* Exercise objective
Extract every line in the records below that contains the word "pepper", and copy each such line in full.

[Rows from a pointing dataset]

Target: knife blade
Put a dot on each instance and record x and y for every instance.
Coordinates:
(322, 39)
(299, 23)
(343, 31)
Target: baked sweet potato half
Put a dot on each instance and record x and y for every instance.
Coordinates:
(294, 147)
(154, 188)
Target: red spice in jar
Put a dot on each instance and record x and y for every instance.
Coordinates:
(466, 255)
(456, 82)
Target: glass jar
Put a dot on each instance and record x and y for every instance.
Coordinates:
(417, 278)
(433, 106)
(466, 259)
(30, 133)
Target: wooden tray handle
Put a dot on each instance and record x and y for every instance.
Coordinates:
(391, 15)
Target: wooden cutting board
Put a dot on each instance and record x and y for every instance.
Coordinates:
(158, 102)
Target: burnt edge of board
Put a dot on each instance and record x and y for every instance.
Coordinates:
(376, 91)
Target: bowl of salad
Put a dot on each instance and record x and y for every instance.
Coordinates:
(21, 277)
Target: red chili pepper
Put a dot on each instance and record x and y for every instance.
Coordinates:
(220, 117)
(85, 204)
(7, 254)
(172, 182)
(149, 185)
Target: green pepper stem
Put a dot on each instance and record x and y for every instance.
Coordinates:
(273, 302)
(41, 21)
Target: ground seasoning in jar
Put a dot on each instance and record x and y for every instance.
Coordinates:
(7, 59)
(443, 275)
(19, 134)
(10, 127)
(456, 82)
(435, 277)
==
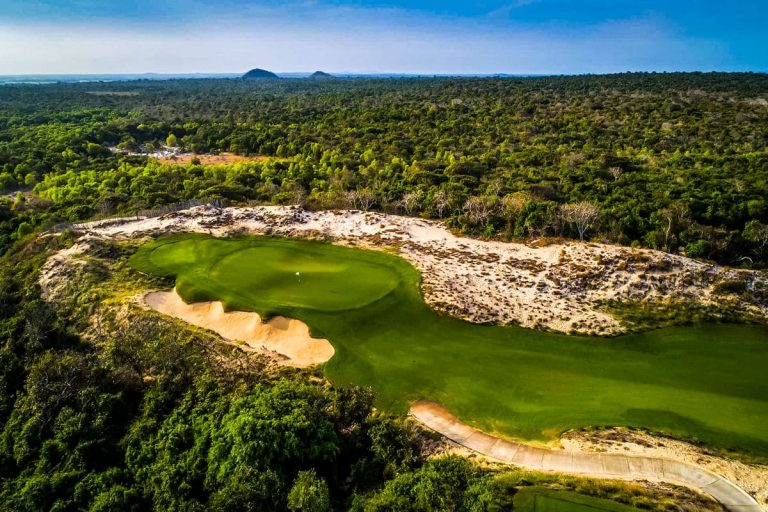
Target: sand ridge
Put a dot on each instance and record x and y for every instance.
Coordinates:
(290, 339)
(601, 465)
==
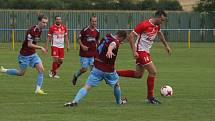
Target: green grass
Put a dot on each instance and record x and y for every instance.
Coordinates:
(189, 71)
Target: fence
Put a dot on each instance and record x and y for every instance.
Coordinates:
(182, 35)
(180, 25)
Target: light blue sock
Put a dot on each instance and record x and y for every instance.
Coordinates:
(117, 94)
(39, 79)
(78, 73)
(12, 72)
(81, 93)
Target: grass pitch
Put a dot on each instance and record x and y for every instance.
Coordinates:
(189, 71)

* Exercise output
Target: red chili pepper
Target: green pepper stem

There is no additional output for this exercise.